### GIVEN INFORMATION
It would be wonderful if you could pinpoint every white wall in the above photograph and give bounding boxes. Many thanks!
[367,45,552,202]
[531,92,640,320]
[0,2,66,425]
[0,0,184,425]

### TASK INSTRUCTIONS
Rewrite all of the records, putting "painted wall" in place of "white wall" and leaving every other character as it is.

### COMPLETE ANSWER
It would be wonderful if you could pinpoint every painted wall in the above photograph and give bounding boxes. Many thanks!
[367,45,552,202]
[531,92,640,320]
[0,2,66,425]
[0,0,184,425]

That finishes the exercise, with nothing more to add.